**BRIEF:**
Please return every line of the data below that contains the word "building". Case matters.

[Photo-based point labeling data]
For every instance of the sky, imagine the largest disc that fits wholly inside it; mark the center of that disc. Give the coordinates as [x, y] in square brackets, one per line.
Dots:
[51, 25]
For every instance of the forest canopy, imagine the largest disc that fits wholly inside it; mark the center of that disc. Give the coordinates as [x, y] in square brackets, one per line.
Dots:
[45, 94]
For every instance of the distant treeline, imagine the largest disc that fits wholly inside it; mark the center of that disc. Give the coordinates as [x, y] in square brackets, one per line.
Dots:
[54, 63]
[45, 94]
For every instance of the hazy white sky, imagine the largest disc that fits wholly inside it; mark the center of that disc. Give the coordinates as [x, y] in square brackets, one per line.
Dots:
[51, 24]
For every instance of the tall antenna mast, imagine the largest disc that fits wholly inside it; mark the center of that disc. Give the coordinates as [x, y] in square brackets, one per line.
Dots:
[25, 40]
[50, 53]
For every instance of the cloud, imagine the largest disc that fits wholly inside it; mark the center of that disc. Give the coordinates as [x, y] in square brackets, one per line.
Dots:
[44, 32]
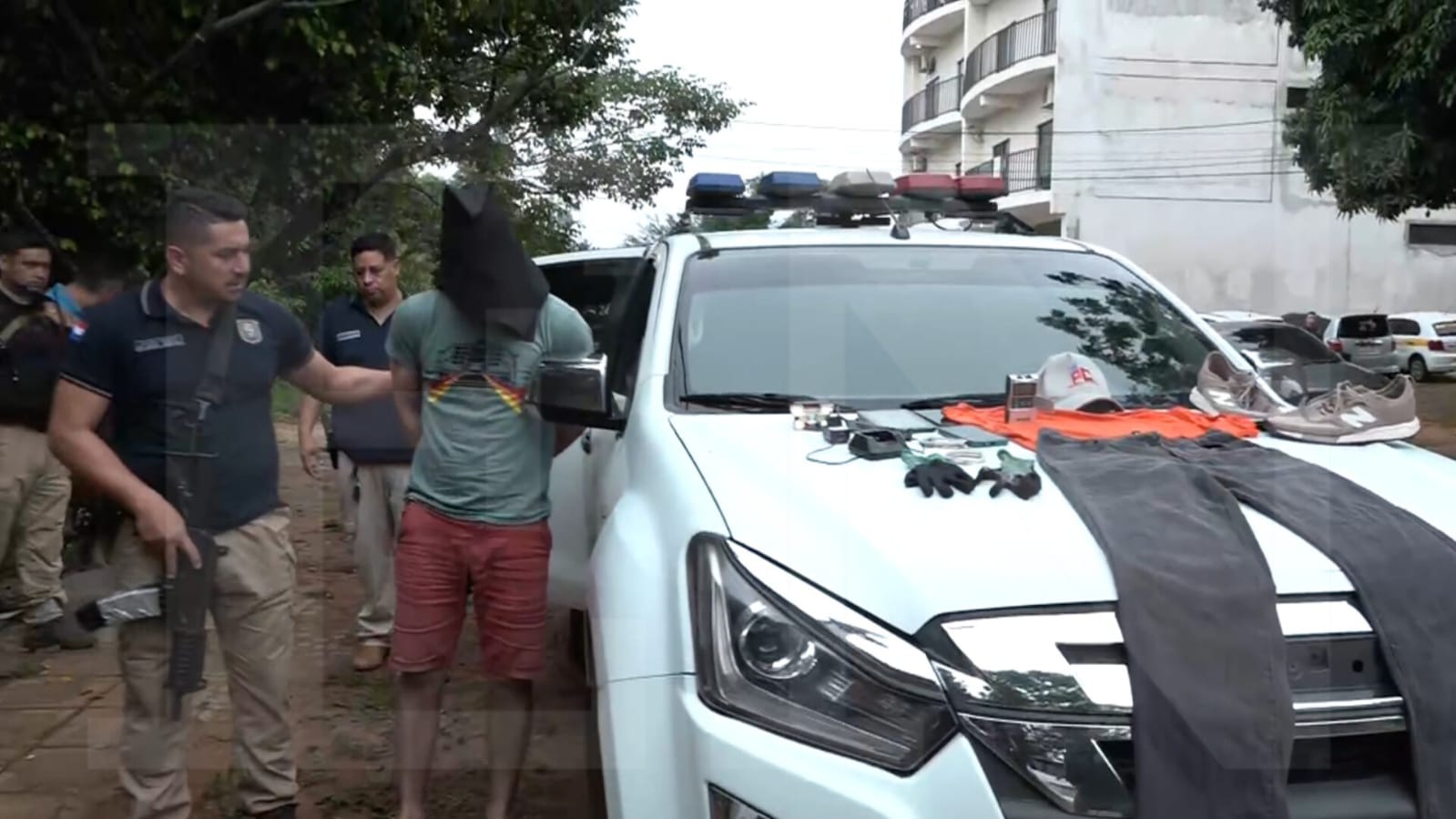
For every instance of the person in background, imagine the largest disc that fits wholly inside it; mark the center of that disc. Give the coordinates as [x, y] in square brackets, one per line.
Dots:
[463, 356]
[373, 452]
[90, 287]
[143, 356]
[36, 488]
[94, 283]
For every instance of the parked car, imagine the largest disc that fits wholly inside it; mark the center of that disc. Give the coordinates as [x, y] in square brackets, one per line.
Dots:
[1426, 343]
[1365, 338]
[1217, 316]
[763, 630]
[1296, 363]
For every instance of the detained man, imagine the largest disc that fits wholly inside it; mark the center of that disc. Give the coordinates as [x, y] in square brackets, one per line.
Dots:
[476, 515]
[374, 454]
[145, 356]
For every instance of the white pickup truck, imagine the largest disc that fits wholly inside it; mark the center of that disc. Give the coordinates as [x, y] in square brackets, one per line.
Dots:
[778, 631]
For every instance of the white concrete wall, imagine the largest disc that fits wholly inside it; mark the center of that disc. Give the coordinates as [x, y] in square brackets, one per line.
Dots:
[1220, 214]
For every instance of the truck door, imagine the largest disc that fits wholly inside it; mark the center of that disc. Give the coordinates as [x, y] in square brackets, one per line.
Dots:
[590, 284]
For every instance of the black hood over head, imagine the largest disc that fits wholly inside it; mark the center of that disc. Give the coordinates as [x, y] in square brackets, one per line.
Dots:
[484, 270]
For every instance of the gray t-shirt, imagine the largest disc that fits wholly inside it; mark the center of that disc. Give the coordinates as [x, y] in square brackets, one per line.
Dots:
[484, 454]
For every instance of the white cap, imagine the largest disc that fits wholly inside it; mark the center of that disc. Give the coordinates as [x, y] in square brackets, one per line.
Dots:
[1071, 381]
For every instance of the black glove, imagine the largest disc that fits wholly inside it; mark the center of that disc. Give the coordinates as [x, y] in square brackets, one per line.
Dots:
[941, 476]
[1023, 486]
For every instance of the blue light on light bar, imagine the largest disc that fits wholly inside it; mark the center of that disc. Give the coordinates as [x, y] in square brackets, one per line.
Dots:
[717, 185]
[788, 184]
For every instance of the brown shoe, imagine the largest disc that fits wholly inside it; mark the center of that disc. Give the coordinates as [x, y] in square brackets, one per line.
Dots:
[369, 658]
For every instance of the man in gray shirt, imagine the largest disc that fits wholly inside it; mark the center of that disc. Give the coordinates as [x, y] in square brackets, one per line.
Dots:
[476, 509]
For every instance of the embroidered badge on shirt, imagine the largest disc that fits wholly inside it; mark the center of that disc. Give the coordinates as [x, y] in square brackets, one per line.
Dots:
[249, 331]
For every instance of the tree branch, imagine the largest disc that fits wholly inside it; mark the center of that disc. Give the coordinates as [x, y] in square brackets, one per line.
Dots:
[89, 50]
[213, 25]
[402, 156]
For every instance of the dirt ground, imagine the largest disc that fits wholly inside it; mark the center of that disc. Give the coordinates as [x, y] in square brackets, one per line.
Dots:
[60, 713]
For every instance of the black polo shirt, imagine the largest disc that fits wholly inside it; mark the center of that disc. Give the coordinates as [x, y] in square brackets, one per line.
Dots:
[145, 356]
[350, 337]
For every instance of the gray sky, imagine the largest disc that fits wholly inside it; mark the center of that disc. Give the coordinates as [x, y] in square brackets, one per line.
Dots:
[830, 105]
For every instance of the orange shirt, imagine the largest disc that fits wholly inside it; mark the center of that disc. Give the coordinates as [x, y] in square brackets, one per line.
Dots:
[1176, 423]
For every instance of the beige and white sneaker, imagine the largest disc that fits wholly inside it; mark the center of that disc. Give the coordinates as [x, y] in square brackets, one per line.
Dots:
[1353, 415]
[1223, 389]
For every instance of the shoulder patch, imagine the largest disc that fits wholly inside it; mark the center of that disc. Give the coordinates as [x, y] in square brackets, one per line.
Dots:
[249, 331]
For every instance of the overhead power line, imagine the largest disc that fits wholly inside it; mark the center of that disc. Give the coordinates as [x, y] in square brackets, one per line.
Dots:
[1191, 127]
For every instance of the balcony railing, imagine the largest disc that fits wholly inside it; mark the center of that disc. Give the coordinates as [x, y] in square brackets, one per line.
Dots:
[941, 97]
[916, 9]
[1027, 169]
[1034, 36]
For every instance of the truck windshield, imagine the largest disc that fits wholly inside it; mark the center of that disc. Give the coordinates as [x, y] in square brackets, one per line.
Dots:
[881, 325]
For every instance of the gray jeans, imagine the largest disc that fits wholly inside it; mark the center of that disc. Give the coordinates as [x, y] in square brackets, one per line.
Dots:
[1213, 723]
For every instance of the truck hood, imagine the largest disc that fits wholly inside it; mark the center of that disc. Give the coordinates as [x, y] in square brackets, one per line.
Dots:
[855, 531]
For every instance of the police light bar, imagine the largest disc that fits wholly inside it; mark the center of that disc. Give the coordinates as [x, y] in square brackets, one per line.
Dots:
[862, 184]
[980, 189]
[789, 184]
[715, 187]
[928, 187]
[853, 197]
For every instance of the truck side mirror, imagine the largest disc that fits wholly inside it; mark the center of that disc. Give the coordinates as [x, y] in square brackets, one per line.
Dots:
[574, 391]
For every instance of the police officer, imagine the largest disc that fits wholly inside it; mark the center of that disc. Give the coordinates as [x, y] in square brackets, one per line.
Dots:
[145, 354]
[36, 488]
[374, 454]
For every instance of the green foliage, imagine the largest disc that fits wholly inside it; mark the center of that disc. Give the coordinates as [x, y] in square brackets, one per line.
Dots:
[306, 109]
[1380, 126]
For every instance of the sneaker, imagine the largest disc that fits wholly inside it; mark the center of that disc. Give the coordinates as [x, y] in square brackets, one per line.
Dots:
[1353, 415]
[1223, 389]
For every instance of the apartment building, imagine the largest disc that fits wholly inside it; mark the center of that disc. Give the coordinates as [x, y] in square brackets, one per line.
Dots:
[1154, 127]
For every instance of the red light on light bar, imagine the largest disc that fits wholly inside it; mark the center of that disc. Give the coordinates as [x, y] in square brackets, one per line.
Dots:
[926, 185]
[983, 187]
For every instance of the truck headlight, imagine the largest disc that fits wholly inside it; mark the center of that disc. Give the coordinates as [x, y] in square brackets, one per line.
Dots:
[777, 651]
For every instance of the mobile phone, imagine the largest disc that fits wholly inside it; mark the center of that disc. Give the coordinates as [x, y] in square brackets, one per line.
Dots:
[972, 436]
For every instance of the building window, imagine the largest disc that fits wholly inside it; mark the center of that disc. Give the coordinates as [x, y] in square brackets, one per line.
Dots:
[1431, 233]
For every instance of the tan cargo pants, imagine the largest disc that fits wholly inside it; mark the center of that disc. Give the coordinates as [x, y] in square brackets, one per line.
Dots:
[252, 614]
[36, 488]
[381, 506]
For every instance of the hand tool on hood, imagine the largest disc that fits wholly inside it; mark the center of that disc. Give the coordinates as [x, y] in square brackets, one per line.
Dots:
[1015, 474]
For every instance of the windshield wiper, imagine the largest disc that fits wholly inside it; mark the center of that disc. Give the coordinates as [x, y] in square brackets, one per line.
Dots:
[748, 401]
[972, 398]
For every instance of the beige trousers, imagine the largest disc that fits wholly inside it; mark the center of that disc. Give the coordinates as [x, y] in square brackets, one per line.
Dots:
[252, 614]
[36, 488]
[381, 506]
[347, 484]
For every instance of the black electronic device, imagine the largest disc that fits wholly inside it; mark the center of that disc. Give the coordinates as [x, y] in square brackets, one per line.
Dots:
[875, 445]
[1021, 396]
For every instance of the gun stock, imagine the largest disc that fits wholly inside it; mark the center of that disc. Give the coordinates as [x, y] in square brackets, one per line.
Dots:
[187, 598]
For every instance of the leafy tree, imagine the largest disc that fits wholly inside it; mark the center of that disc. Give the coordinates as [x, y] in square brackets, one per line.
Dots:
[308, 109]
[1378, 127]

==

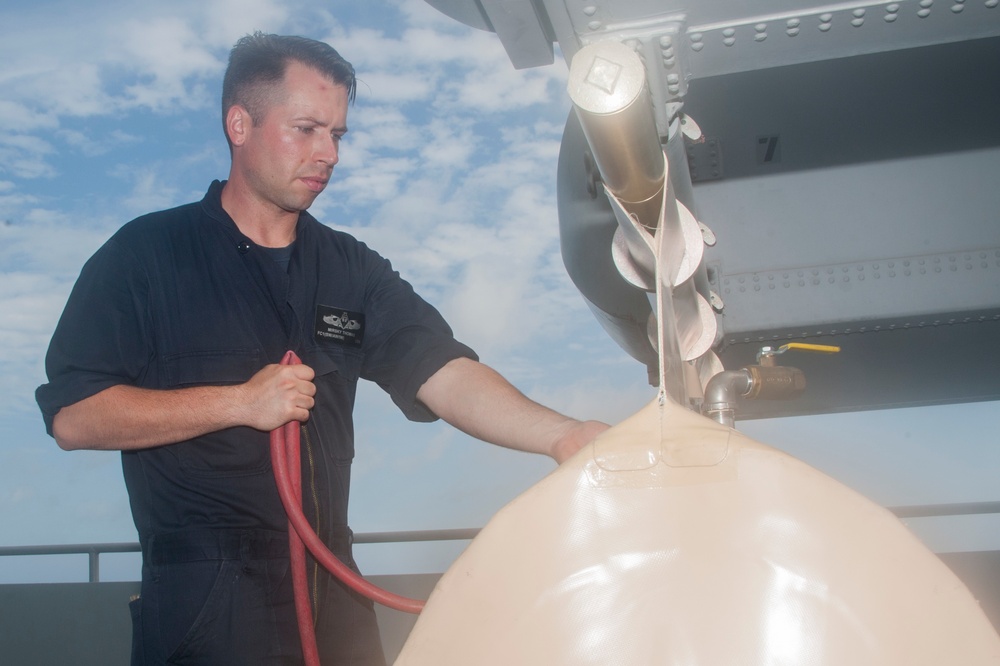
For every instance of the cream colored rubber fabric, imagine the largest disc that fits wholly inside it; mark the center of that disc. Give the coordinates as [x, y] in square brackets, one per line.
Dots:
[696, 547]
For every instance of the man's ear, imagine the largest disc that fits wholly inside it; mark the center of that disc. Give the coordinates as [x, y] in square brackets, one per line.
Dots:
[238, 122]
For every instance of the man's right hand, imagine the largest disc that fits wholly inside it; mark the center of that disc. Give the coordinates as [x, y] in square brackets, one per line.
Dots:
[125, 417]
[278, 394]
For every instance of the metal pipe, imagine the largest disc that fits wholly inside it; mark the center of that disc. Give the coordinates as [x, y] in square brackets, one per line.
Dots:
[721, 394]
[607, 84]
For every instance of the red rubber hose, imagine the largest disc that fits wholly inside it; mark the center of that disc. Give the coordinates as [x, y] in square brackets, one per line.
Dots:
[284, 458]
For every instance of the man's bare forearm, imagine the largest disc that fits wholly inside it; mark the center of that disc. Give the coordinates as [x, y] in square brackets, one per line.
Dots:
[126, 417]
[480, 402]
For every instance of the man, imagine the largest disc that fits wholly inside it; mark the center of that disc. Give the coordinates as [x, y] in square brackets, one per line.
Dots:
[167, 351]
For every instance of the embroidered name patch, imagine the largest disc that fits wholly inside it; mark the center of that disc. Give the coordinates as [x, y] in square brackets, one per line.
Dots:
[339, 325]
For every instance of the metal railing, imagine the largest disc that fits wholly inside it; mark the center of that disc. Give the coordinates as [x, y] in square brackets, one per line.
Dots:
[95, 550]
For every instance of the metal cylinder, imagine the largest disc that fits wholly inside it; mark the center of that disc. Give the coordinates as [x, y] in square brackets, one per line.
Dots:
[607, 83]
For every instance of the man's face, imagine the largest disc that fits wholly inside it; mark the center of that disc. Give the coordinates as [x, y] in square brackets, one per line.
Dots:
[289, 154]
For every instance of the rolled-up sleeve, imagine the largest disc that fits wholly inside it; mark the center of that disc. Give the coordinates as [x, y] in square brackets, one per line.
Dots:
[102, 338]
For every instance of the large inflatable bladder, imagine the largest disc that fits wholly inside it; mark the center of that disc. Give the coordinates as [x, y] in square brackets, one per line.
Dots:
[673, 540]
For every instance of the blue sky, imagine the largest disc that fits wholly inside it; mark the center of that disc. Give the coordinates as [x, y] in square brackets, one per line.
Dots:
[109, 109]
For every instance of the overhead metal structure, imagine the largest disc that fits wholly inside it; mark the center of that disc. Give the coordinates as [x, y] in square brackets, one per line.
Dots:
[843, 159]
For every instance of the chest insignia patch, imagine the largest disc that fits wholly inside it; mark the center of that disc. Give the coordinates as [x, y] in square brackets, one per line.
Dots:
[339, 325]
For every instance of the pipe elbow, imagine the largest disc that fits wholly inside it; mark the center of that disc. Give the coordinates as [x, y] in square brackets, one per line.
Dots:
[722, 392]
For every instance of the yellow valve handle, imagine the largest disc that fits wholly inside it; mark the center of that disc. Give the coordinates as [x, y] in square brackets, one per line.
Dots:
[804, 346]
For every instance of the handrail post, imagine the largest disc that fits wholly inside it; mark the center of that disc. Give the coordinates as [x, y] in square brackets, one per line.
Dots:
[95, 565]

**TASK OUTPUT:**
For every instance of the apartment building, imagine the largest disc that fits wholly inside it; mark the center of that disc. Give the coordinates as [x, y] in square brackets, one per line.
For every instance of the building window, imagine the largest disc that fits wholly inside it; mark the center of that disc. Give the coordinates as [x, y] in square brackets, one per line.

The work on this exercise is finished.